* **What needs to be done**
Your task is to set down the line containing "In the picture above, where can the chandelier" and every later line of the entries, word for word, including the last.

Records provided: Begin

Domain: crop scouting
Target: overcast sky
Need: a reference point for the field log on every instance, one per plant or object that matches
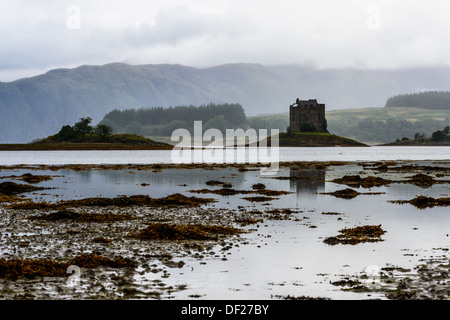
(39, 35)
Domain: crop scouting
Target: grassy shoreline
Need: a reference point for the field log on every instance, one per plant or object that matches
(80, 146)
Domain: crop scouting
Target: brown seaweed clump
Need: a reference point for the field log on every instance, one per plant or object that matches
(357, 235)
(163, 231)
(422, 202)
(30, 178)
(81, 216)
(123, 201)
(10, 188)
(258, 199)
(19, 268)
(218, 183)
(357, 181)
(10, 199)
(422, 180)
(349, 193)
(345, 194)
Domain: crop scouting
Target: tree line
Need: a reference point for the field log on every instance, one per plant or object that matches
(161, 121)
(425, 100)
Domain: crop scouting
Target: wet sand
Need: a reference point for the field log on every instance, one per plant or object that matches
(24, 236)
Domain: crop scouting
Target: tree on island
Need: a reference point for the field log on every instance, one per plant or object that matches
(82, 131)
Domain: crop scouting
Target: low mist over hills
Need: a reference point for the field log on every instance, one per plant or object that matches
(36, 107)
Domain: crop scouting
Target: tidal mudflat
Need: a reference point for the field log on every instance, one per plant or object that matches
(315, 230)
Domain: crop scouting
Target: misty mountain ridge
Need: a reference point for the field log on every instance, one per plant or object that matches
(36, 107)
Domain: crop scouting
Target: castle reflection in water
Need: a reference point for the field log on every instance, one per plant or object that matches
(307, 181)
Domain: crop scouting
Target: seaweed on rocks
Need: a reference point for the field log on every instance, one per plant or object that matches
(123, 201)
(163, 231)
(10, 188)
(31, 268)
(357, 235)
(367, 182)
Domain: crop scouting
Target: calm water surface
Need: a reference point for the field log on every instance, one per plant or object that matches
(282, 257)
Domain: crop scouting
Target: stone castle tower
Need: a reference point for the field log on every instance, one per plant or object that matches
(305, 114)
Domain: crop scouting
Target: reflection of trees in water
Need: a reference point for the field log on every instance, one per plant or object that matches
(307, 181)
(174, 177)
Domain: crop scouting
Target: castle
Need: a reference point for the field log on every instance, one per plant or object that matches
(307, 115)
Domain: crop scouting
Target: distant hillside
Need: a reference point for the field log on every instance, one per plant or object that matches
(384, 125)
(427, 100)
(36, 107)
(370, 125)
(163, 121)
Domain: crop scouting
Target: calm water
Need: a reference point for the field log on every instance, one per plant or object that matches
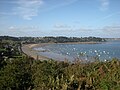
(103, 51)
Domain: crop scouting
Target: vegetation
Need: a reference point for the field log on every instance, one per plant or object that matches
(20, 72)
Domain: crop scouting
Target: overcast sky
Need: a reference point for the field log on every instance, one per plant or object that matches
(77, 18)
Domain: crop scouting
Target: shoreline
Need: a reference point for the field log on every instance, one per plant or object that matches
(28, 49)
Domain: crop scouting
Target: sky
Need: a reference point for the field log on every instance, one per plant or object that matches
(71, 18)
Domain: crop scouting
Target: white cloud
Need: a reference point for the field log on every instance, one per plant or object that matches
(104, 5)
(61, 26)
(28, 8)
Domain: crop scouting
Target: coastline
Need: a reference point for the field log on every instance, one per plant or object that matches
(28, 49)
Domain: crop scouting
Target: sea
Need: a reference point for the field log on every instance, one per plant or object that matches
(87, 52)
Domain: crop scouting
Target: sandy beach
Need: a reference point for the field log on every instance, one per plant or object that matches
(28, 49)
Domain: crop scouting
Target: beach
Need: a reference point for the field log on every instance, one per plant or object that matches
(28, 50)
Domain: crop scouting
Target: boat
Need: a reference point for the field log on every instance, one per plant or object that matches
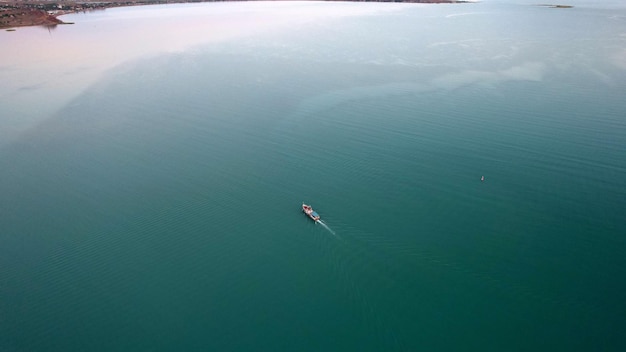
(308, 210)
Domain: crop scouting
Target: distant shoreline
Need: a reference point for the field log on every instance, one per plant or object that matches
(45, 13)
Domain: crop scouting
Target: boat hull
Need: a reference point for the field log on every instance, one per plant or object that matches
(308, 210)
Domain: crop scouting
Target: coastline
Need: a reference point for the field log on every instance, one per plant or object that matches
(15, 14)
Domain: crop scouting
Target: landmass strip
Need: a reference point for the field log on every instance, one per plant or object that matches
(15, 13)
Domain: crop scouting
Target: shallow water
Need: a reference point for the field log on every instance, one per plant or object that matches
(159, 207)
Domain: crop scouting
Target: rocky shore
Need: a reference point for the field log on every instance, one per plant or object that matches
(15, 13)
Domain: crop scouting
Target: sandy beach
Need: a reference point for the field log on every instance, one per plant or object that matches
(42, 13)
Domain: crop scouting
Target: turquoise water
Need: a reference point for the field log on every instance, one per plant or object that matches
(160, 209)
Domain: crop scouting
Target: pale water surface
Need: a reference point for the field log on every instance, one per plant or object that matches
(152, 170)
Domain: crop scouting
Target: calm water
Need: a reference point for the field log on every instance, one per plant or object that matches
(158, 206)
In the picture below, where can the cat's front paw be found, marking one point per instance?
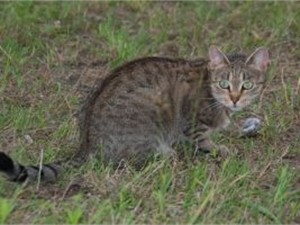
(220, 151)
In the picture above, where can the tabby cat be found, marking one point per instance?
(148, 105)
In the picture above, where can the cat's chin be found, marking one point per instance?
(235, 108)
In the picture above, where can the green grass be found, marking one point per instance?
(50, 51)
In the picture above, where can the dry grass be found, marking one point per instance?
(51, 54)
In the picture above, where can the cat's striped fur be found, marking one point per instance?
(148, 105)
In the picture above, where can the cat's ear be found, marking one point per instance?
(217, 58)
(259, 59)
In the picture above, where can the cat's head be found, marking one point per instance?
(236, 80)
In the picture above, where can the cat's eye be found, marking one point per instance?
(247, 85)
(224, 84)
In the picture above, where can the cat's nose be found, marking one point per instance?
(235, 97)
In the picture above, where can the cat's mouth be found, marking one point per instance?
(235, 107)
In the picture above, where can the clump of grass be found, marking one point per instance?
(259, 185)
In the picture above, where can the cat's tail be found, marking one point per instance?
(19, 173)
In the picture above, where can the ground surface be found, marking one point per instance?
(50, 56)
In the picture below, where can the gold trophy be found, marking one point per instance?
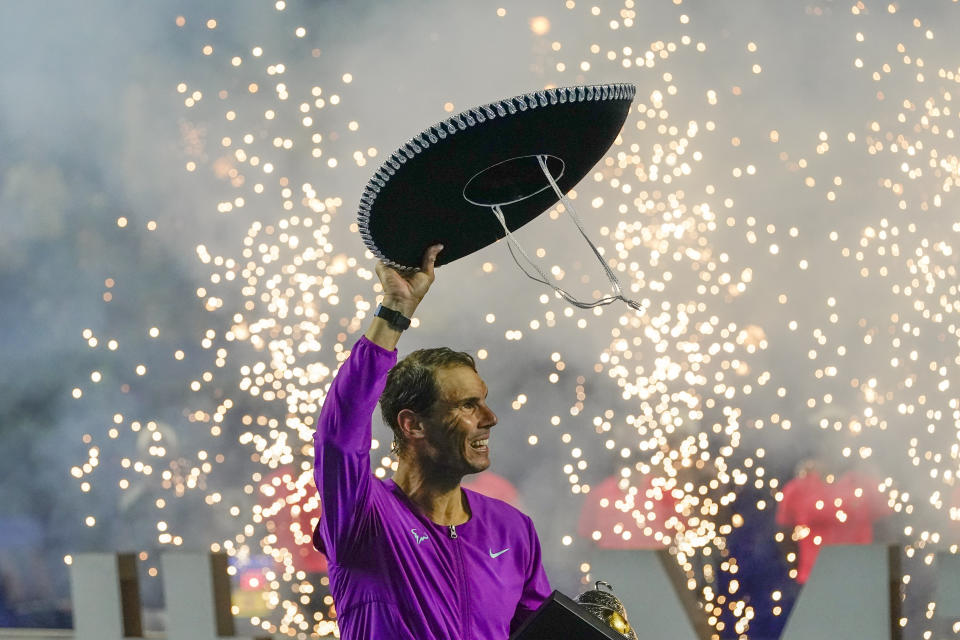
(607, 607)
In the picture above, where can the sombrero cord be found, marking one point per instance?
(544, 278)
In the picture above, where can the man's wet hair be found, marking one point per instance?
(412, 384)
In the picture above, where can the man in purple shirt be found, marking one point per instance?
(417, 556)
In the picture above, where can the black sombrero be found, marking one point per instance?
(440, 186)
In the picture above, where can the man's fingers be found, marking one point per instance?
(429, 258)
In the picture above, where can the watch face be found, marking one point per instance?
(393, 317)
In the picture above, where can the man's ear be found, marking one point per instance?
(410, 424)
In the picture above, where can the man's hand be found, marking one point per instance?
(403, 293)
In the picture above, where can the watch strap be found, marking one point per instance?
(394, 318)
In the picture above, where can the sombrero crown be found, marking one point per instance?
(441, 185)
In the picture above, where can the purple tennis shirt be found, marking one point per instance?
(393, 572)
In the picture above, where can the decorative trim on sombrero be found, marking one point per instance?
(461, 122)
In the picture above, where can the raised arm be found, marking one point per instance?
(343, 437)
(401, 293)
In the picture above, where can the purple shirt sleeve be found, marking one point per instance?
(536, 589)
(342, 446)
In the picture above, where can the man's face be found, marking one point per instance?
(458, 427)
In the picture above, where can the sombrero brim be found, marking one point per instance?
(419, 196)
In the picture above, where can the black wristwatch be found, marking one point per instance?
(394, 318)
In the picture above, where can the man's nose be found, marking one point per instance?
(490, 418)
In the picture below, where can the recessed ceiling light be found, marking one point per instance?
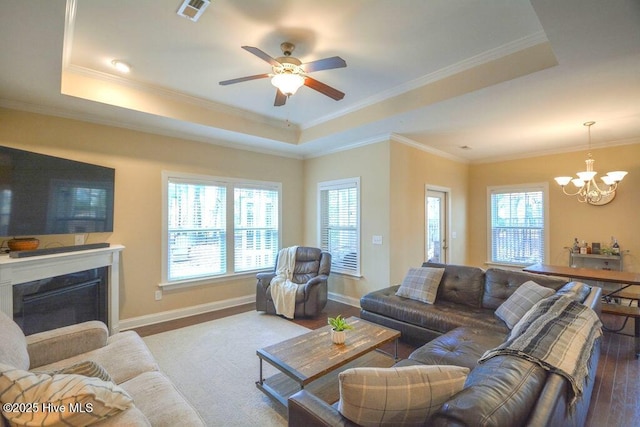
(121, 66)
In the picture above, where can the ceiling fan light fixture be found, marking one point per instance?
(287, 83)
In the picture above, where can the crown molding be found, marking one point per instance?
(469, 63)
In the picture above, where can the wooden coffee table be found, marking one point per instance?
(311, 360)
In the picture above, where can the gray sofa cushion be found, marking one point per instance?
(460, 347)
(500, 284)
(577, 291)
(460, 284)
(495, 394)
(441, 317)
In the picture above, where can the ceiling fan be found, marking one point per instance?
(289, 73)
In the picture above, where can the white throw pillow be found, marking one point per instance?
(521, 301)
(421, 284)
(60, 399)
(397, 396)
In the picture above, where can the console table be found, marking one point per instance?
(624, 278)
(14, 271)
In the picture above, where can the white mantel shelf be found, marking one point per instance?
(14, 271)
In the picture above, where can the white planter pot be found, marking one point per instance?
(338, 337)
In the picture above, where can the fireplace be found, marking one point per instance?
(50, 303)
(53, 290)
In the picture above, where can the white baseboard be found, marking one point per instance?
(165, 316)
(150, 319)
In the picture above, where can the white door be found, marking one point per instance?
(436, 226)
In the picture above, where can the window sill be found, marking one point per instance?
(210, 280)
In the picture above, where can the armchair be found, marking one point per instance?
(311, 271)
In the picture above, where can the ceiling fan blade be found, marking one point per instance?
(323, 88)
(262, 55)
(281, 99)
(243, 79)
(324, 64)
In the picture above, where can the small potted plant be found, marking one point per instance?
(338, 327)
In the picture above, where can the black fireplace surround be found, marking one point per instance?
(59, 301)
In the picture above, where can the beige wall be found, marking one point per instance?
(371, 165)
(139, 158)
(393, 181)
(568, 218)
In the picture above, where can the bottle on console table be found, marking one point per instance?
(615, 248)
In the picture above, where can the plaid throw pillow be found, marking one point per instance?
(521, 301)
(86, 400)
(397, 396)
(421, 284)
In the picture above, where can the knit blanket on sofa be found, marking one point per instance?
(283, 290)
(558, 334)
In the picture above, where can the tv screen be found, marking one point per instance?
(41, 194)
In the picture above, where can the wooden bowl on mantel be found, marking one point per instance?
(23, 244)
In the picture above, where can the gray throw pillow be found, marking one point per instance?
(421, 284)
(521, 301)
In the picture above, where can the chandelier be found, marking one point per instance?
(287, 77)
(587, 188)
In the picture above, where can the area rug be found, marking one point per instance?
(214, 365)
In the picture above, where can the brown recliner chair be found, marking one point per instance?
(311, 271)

Records provided: End

* **Completed task**
In the picture above, where can the chandelier be found, marking one point per instance?
(287, 77)
(587, 188)
In the picture above, where can the area rug be found, marking one point per instance?
(214, 365)
In the picture above, where can the brown recliner chair be found, marking one point per instance?
(311, 271)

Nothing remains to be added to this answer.